§ **Goal of the exercise**:
Copy the records below word for word, every one of them, but omit the pictures.

§ **Record excerpts**:
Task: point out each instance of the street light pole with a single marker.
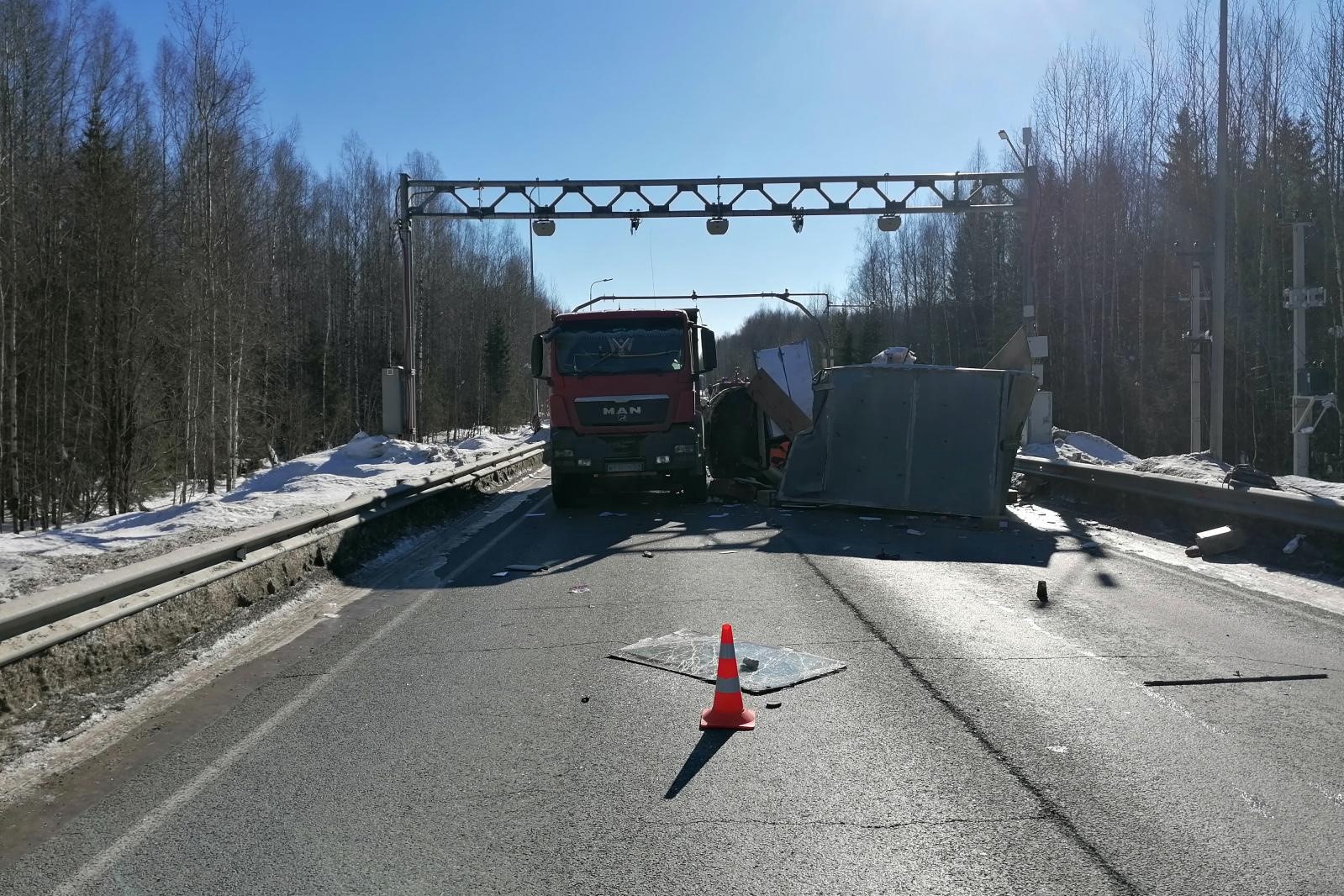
(1218, 328)
(605, 280)
(531, 287)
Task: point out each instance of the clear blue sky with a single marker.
(639, 89)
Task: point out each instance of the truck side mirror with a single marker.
(538, 356)
(709, 354)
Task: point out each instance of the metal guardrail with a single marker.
(29, 611)
(1301, 511)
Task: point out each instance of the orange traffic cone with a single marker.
(727, 709)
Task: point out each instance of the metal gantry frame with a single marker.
(715, 199)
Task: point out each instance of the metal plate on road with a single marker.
(697, 655)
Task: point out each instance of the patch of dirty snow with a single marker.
(1085, 448)
(365, 465)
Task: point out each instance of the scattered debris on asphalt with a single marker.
(1240, 678)
(1220, 540)
(695, 655)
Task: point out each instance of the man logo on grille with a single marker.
(623, 413)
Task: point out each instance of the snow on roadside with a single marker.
(1077, 532)
(1085, 448)
(365, 465)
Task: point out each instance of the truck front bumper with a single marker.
(673, 451)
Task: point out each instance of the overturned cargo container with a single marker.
(920, 438)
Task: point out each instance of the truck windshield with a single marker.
(619, 347)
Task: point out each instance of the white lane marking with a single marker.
(96, 867)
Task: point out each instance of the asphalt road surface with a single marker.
(453, 731)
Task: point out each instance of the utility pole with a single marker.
(408, 372)
(531, 281)
(1297, 301)
(1305, 397)
(1195, 339)
(1218, 325)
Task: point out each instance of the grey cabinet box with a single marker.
(921, 438)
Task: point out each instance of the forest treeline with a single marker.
(183, 296)
(1125, 145)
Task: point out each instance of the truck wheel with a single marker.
(565, 489)
(697, 488)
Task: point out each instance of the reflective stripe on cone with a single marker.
(727, 709)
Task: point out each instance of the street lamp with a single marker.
(605, 280)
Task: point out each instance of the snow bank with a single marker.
(1082, 448)
(1085, 448)
(363, 465)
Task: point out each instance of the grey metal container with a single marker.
(921, 438)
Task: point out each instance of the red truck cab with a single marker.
(625, 399)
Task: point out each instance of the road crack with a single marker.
(1052, 810)
(841, 822)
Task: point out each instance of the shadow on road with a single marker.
(709, 745)
(570, 539)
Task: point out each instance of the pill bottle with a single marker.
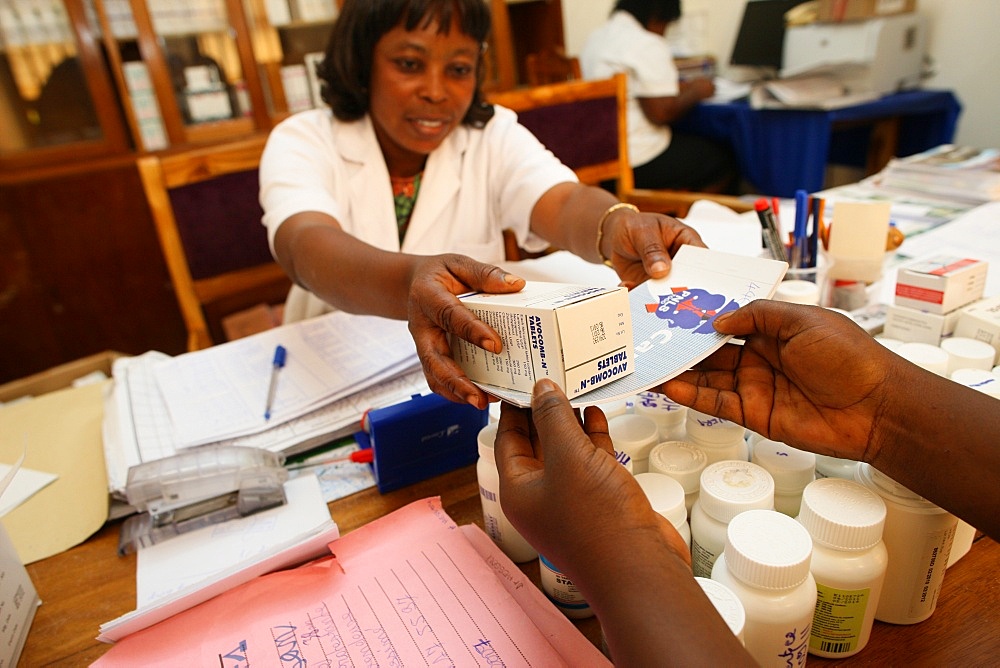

§ **Expected answer**:
Task: point out each instance of the street light pole with a single marker.
(1218, 328)
(605, 280)
(531, 287)
Task: point out each instance of the clear blue sky with a single marker.
(639, 89)
Task: point out each instance of the truck side mirror with a single marker.
(538, 356)
(709, 354)
Task: point out each instance of the metal guardrail with a single marker.
(29, 611)
(1301, 511)
Task: point out each instance of the orange traffic cone with a single marker.
(727, 709)
Task: point out each instance of the metal gantry frame with a single marker.
(715, 199)
Task: point out each instance of the metal plate on road with a single marker.
(697, 655)
Task: point out each instance of the patch of dirty snow with a single marker.
(1085, 448)
(365, 465)
Task: point out each instance of the scattered debris on asphalt with a single marker.
(1240, 678)
(1220, 540)
(695, 655)
Task: point out each instance of the man logo on grille with a single marker.
(623, 413)
Task: point out each instance of the snow on roadside with a single marker.
(1077, 532)
(1085, 448)
(365, 465)
Task: point out each instance of the truck front bumper with a single marker.
(673, 451)
Task: point out each instance of the overturned cargo container with a single marker.
(920, 438)
Task: point out each instance of the truck windshield with a single marker.
(619, 347)
Task: point out each instance of the white lane marking with a single marker.
(96, 867)
Task: point out each instance of the asphalt road surface with a single marker.
(453, 731)
Task: point out each instance of the utility pole with a single marker.
(408, 372)
(531, 281)
(1297, 301)
(1305, 397)
(1195, 339)
(1218, 325)
Task: point out each instance of the grey cabinet box with a single marker.
(921, 438)
Task: point out each instance of the forest treeline with a single marker.
(183, 296)
(1125, 145)
Task: point out each instance of the truck wheel with a single marker.
(565, 489)
(697, 488)
Task: point out each instance of the reflective stripe on cone with a single marker.
(727, 709)
Task: point out each instance of the street lamp with a single marker.
(605, 280)
Task: point out each instance of the snow bank with a single marker.
(1082, 448)
(1085, 448)
(363, 465)
Task: point out each instance of the grey metal container with a single marker.
(921, 438)
Task: point out each instance of the red truck cab with a single marker.
(625, 399)
Task: point out each instance of the road crack with a single marker.
(1052, 810)
(841, 822)
Task: point out each instance of the shadow on road with a single marker.
(709, 745)
(570, 539)
Task: point out each instance of the pill bottle with a single marker.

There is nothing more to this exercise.